▸ **Set exercise**
Please rewrite the entries from the line that contains "Task: locate the yellow polo" through the last of the entries, replacing "beige" with "khaki" and keeping everything else the same. Leave the pictures out of your answer.

▸ **Task inputs**
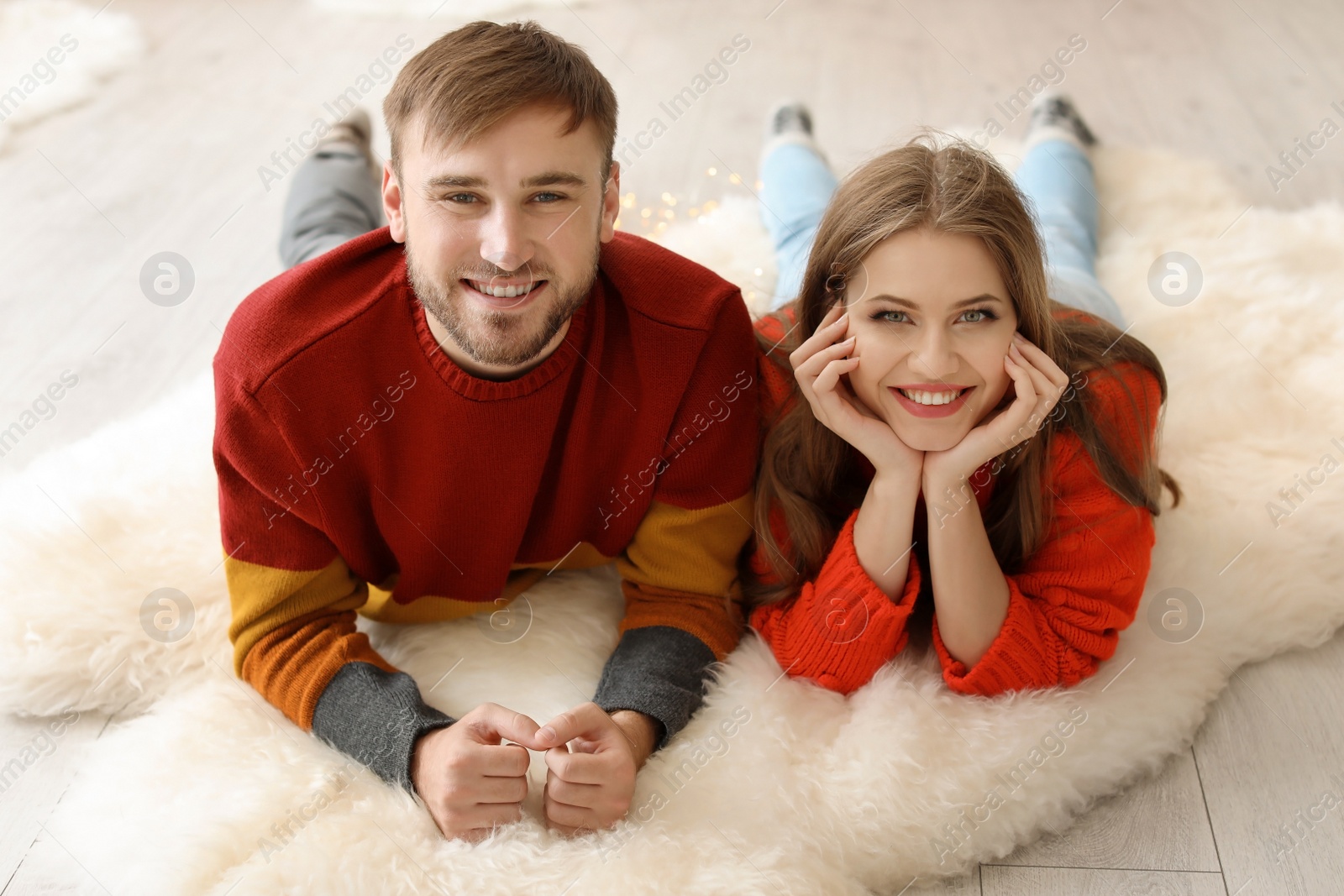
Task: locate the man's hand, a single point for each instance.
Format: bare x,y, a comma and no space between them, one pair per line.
591,765
468,778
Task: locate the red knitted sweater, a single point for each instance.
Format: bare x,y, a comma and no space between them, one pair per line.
1066,606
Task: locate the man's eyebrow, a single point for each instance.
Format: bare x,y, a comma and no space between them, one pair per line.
555,179
906,302
456,181
546,179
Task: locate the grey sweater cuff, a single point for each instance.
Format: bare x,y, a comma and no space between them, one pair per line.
658,671
375,716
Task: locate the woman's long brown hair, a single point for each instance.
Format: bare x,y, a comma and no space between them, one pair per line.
811,474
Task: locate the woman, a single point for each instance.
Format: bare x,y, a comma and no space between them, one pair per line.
942,436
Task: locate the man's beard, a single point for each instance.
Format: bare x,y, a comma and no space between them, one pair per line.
497,338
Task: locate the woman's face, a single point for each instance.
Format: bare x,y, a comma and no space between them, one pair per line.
929,313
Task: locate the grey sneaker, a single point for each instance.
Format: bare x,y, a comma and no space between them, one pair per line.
353,134
1055,113
788,117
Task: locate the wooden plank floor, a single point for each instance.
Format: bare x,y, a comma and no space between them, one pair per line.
167,159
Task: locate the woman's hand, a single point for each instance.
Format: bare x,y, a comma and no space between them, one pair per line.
819,363
1039,383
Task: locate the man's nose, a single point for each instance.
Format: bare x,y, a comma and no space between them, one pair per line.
506,242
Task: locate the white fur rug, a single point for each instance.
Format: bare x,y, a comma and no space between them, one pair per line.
783,788
55,53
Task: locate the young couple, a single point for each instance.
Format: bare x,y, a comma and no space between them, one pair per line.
420,421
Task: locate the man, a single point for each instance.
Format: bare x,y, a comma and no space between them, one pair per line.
417,434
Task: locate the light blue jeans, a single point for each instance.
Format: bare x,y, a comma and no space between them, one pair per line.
1055,175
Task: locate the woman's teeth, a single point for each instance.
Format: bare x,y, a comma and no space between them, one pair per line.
503,291
932,398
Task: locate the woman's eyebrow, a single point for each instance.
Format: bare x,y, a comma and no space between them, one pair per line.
906,302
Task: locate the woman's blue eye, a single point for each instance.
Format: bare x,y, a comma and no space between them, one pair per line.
984,312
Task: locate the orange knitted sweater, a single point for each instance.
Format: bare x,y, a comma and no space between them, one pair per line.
1066,606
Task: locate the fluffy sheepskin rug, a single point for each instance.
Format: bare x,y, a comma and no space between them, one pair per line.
776,786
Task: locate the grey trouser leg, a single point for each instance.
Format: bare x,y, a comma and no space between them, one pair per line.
333,197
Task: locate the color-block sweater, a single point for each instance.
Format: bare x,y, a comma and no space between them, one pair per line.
362,470
1066,605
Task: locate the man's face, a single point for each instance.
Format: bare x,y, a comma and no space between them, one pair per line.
931,313
503,233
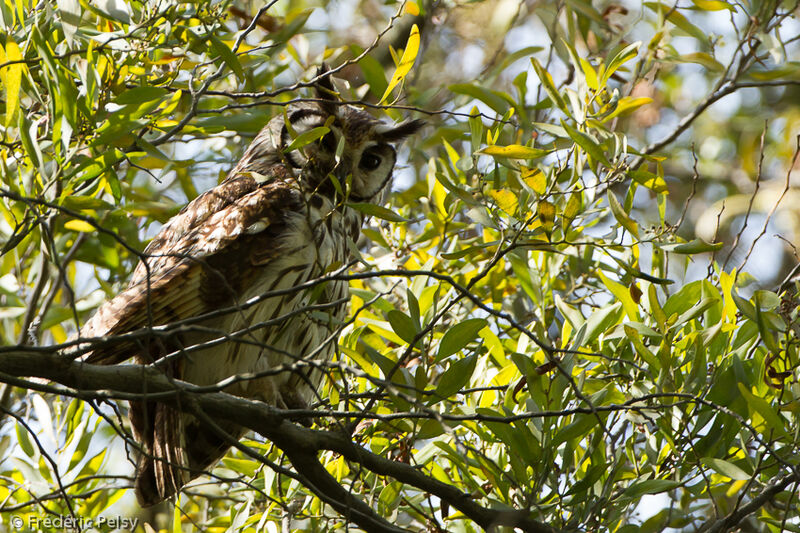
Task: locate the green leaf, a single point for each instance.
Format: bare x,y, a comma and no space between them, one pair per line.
548,85
725,468
626,105
11,76
649,486
494,99
714,5
622,217
227,56
455,377
600,321
24,440
307,137
402,324
406,61
764,409
649,180
678,19
696,246
588,144
624,55
377,211
140,95
535,179
622,294
459,336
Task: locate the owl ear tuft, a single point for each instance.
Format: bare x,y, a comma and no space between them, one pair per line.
325,90
391,133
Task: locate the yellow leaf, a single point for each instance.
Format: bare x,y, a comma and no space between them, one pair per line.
79,225
406,61
626,105
12,78
535,179
516,151
507,200
713,5
590,74
547,214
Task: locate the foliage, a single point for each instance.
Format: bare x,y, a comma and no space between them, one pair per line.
553,315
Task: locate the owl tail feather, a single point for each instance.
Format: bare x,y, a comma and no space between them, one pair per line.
181,450
162,471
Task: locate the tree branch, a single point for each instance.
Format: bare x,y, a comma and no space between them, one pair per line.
301,445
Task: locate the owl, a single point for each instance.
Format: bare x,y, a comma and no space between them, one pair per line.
281,217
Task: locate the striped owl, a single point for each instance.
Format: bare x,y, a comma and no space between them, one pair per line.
276,221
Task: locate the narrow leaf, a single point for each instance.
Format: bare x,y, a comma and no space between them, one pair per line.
406,61
515,151
459,336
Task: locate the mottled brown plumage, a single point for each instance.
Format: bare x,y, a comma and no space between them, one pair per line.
275,222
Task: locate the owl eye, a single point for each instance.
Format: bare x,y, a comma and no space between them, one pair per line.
370,161
329,142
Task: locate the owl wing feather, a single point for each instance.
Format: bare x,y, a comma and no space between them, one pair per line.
200,260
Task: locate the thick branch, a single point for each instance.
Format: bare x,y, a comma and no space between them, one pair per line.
301,445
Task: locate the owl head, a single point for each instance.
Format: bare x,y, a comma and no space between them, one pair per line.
357,149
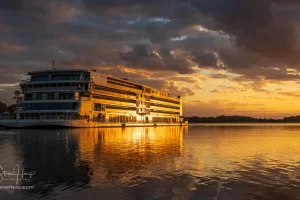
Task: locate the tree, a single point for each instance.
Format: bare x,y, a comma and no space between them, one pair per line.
17,95
3,107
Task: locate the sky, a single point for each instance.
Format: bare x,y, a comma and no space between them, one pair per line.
228,57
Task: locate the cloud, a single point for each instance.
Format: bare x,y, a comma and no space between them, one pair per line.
142,56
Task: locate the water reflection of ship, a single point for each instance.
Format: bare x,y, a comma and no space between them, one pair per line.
79,157
116,152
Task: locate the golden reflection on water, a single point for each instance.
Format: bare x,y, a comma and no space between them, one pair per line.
213,162
125,152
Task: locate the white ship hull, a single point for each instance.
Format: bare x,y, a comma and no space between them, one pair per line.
77,124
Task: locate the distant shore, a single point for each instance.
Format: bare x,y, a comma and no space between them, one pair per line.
241,119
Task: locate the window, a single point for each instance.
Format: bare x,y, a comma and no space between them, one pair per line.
65,77
40,78
49,106
98,87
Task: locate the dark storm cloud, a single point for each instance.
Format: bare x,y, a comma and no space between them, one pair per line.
255,26
142,56
249,37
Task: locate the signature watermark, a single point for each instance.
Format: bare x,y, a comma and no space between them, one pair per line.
17,175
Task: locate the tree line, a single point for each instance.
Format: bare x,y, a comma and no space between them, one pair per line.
241,119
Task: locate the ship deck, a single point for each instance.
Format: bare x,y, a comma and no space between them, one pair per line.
79,124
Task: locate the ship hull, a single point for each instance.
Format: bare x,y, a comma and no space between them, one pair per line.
77,124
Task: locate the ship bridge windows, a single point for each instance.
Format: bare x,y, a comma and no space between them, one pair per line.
39,78
65,77
49,106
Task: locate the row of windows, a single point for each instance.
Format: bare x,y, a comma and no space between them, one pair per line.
49,106
166,112
165,100
123,83
77,85
48,96
114,98
98,87
57,77
120,107
164,106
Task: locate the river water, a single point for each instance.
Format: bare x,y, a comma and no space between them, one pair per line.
195,162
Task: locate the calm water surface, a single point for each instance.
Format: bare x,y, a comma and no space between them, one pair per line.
195,162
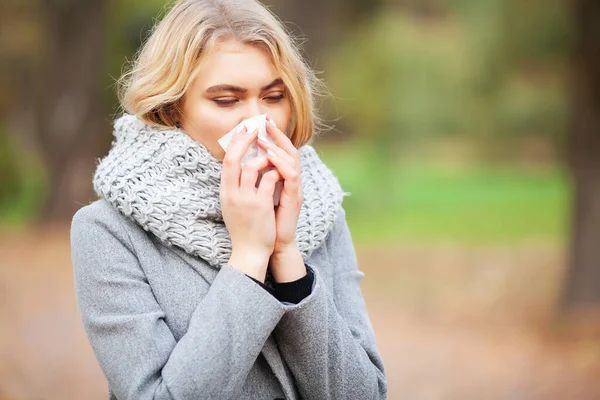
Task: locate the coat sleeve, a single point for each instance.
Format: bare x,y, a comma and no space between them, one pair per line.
126,326
328,340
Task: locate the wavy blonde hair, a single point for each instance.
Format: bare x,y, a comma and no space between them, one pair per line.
166,64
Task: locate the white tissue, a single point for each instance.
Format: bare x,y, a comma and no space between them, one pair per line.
259,122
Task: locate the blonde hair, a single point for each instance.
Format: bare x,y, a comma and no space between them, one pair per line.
165,66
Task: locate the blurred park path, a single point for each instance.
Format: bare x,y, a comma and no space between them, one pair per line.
451,323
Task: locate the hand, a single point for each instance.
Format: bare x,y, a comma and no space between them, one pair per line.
285,157
248,211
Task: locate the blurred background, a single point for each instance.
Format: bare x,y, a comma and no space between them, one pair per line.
467,131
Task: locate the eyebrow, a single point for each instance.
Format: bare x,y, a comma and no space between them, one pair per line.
238,89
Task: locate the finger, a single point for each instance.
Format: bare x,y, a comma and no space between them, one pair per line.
290,174
240,142
280,138
250,172
267,184
279,152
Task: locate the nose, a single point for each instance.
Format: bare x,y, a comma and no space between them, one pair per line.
254,108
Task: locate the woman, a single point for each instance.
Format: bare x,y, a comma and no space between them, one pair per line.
190,283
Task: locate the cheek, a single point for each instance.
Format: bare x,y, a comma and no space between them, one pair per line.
208,124
281,116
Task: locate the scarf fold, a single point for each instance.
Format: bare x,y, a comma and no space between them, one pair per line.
169,184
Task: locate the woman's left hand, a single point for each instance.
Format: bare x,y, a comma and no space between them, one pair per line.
285,157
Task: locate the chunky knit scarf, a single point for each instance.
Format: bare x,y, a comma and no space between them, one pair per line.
169,184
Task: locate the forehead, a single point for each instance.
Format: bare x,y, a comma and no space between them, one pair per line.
236,63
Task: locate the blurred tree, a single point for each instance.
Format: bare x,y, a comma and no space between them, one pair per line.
56,108
70,115
583,279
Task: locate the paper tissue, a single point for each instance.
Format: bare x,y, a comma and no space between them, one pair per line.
259,122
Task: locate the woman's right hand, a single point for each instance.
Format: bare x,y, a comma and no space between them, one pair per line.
248,211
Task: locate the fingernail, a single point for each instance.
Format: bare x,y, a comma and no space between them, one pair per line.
263,139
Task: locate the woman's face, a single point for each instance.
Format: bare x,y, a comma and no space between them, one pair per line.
236,81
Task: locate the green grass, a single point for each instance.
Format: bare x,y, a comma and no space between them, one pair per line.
428,202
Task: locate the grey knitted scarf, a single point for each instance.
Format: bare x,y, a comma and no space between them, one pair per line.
169,184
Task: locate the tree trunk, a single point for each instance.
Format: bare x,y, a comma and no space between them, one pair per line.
582,291
70,113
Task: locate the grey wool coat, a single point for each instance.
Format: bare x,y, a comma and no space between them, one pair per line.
165,325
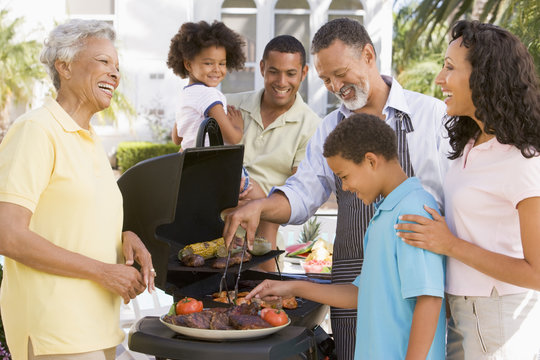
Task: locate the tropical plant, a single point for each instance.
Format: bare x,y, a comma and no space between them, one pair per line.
19,68
119,104
522,17
4,351
417,70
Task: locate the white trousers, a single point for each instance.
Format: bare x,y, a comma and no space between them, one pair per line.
494,328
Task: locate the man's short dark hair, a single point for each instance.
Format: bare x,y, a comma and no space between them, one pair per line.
286,44
359,134
350,31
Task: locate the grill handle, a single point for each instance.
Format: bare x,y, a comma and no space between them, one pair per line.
211,127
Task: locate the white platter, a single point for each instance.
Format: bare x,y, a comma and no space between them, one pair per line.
218,335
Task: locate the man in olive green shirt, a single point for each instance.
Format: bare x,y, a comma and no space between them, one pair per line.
277,123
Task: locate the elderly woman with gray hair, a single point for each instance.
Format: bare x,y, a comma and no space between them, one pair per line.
67,262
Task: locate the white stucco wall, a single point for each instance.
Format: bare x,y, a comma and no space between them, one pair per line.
145,28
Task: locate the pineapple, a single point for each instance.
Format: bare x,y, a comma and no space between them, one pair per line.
310,231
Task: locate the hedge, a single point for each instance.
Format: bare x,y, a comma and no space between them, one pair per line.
130,153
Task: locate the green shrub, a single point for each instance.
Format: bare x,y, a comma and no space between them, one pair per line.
130,153
4,351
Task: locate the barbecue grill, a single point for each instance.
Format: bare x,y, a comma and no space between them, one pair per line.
175,200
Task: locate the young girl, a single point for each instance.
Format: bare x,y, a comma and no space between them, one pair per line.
492,196
203,53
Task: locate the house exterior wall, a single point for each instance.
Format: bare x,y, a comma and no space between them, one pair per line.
144,29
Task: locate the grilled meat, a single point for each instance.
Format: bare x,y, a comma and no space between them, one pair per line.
244,309
200,320
247,322
220,263
193,260
220,321
290,303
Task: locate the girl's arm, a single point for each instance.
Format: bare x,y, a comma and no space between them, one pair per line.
232,128
337,295
423,327
434,235
177,140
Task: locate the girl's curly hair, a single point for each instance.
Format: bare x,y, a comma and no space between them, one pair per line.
504,87
193,37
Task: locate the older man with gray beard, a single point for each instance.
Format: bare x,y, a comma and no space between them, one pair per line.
345,60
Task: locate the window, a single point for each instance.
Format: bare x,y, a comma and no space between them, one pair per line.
292,18
241,16
95,9
343,8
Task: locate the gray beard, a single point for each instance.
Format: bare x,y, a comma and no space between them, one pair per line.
360,99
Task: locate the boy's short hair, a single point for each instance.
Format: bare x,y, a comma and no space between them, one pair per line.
192,38
359,134
286,44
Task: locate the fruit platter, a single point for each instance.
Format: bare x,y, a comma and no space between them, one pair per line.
312,252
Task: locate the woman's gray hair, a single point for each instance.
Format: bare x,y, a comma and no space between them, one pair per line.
66,40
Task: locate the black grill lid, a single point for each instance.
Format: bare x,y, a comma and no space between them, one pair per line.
174,200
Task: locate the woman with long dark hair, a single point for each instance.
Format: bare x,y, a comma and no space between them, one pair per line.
492,196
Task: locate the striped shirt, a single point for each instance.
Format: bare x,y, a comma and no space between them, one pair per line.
418,120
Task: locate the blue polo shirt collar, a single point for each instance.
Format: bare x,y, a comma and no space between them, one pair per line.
404,189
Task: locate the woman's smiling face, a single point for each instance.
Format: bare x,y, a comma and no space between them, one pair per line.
454,81
94,73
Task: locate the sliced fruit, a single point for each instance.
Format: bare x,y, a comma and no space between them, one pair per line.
304,249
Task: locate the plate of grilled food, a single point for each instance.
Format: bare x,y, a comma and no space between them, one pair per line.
218,324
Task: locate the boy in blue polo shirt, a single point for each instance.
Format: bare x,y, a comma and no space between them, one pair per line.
399,294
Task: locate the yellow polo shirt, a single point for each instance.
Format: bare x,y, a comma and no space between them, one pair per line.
270,154
60,172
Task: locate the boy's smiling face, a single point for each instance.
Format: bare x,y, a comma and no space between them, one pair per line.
360,178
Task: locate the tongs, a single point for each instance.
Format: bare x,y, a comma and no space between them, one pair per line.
223,281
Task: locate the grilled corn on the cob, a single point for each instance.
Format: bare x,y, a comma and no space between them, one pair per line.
207,249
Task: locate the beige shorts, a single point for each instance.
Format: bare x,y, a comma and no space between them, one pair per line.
106,354
497,327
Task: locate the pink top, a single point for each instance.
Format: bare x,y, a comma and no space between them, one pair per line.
482,190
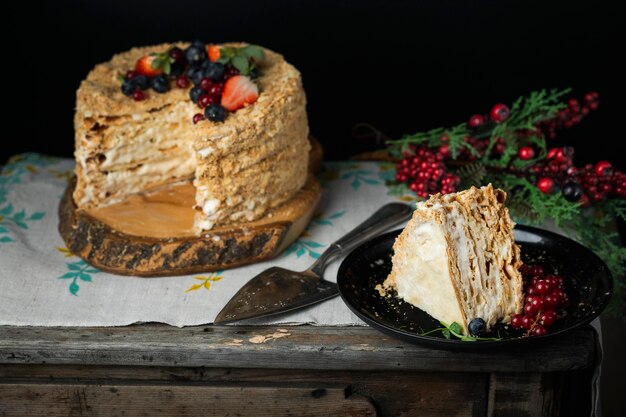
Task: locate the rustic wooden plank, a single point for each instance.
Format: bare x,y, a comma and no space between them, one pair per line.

▸ **Response to the exercise**
Task: locate the yellow polo shirt, a single point for each instance.
Format: bare x,y, a comma and no space between them, one pair per line.
270,154
60,172
Task: locate the boy's smiling face, a single point for each instance.
Format: bare x,y, a comma and no space between them, one pair per line.
360,178
Task: locate the tongs, a single point for each instance.
Format: bare x,y, a comma and no space between them, one pair per line.
223,281
Task: locate the grilled corn on the cob, a single point for each instance.
Format: bare x,y, a comma and no space between them, one pair per line.
207,249
Task: locate the khaki shorts, a single point for each instance.
Format: bare x,y, a comma and no space between them, one pair per line.
106,354
497,327
Task: locate the pink top, a single point for each instance.
Format: bare x,y, a comma and no space between them, one pair per line.
482,190
Task: locate the rustic wooden plank, a single point for each instance.
Format: bare x,y, a comma and no space between them, one pair per line.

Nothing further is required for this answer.